Document section:
Though it is not yet Jesus' hour, he gives a first fruits taste of what his how would bring that his disciples wouldn't soon forget. We often focus on how Jesus turned water to wine, but John doesn't. Notice verses 6-12. Notice how John emphasizes two odd details.

First, Jesus doesn't use the original wine jars, instead, he tells the servants to fill six massive jars with water. Now, what's funny here is that completely nullifies anyone's ability to practice Jewish ritual purification since these were purification jars. This is like if we ran out of wine and Jesus said, "Fill the baptistry!" The baptistry would be useless for baptisms — only for drinking wine. This is Jesus' not-so-subtle way of commenting on the usefulness of their ritual cleansings. But, it is also Jesus' way of providing ridiculous amounts of wine: 120-180 gallons of it. There is now an overabundance. They wouldn't run out again.

Second, notice the reaction to the wine. The master of the feast calls the bridegroom to him — by the way, he gives credit to the wrong bridegroom — and says, "You have kept the good wine until the end." The meaning is that Jesus’ wine was even better than the good wine served at the beginning of this feast.

Listen, it is cool that Jesus turned water to wine. None of us can do that. But the real point we are supposed to see here is a hope-renewing picture: the wine and God's blessings had dried up, a curse devours the earth, but Jesus brings the better wine of God's Kingdom in abundance. Jesus manifested his glory, not by simply converting water to wine, but by giving those who were paying attention a taste of that great day when we will feast with our great God in his Kingdom.



As I read this, I think," How cool would it have been to be at that wedding to get a small taste of what that great feast will be like at the coming of the Lord. What will it be like when we recline at table with our Lord and with his saints in his Kingdom Thanks to the Lord Jesus, we do get to taste that now.  Do you ever wonder why Paul says we eat the bread and drink the cup, proclaiming Jesus' death until he comes? (Cf. 1Cor. 11:26)

Matthew, Mark, and Luke all record Jesus telling us why. Notice Matthew 26:29. "I tell you I will not drink again of this fruit of the vine until that day when I drink it new with you in my Father's Kingdom." As we eat, we memorialize what Jesus did in the past on the cross. We have a covenant with God and each other, so we discern ourselves now. And, we eat a little now in anticipation of that great day when we will feast with our Lord at his coming, in our Father's Kingdom. This now is a taste of that great day.

But, we must remember now that this day would never come if our Lord wouldn't have gone to the cross. Mary wanted that feast to end without any loss, but the only reason we will ever enjoy that feast - that day when we will never lack anything is because our Lord experienced that loss for us. He took the curse on himself, he became a curse — and now we are free. What a great Savior we have who gave so much so God could give us everything!

So, remember the Lord. Eat now in anticipation of the feast to come. Eat in honor of the one who makes it all possible.

Tasks for this exercise:
• a. Decide whether each statement agrees with the passage on Jesus turning water into wine, answering yes or no and quoting the deciding words of the passage: (i) the six jars the servants filled were purification jars; (ii) John concentrates on how Jesus turned water to wine; (iii) the passage cites Matthew 26:29.
• b. Retype the part of the passage on Jesus turning water into wine from "But, we must" to "give us everything!".

Supplied material:

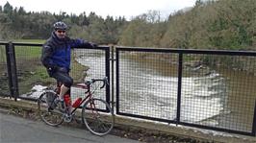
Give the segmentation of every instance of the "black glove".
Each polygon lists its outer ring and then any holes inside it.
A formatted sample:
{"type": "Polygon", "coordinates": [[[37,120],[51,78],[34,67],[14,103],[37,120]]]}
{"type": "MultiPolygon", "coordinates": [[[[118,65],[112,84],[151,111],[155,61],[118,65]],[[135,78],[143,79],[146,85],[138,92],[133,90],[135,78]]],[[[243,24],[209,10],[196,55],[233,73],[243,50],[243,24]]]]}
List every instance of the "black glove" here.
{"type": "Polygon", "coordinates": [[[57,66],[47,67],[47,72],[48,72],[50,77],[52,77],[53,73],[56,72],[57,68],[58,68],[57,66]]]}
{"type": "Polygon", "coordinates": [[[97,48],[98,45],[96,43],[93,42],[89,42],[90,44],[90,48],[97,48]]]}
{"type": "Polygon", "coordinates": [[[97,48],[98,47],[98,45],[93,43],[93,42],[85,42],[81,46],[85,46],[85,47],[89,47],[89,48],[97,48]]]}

...

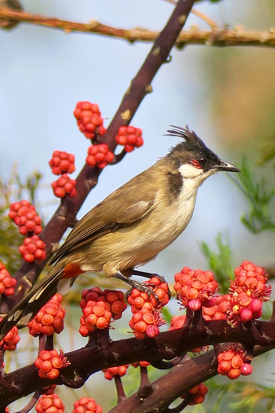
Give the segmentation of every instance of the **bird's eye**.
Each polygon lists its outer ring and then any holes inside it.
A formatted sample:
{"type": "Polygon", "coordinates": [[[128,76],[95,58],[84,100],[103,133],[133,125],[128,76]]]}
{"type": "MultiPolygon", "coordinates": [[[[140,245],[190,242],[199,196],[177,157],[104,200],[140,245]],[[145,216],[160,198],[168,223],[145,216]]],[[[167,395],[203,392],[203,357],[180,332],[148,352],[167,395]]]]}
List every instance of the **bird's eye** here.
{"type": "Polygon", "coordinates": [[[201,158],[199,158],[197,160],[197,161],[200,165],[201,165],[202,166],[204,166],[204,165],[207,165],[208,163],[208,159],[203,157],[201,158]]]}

--

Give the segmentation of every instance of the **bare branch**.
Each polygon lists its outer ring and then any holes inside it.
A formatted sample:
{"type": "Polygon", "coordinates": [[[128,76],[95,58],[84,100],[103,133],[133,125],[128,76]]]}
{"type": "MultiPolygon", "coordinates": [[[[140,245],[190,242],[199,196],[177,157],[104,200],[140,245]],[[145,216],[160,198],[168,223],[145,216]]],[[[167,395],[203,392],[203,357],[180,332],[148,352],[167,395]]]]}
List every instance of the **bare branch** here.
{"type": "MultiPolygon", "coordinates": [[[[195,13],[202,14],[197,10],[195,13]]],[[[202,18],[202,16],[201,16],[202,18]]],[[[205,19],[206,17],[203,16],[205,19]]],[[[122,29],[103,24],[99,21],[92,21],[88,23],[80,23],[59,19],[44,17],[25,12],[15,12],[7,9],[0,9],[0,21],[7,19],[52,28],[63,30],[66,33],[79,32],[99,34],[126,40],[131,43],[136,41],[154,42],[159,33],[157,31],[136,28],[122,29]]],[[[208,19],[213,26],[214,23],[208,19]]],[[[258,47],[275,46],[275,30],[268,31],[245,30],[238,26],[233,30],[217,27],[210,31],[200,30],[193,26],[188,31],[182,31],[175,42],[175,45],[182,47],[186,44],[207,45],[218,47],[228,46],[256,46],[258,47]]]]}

Task solutions:
• a.
(i) Yes: "since these were purification jars."
(ii) No: "We often focus on how Jesus turned water to wine, but John doesn't."
(iii) Yes: "Notice Matthew 26:29."

• b.
But, we must remember now that this day would never come if our Lord wouldn't have gone to the cross. Mary wanted that feast to end without any loss, but the only reason we will ever enjoy that feast - that day when we will never lack anything is because our Lord experienced that loss for us. He took the curse on himself, he became a curse — and now we are free. What a great Savior we have who gave so much so God could give us everything!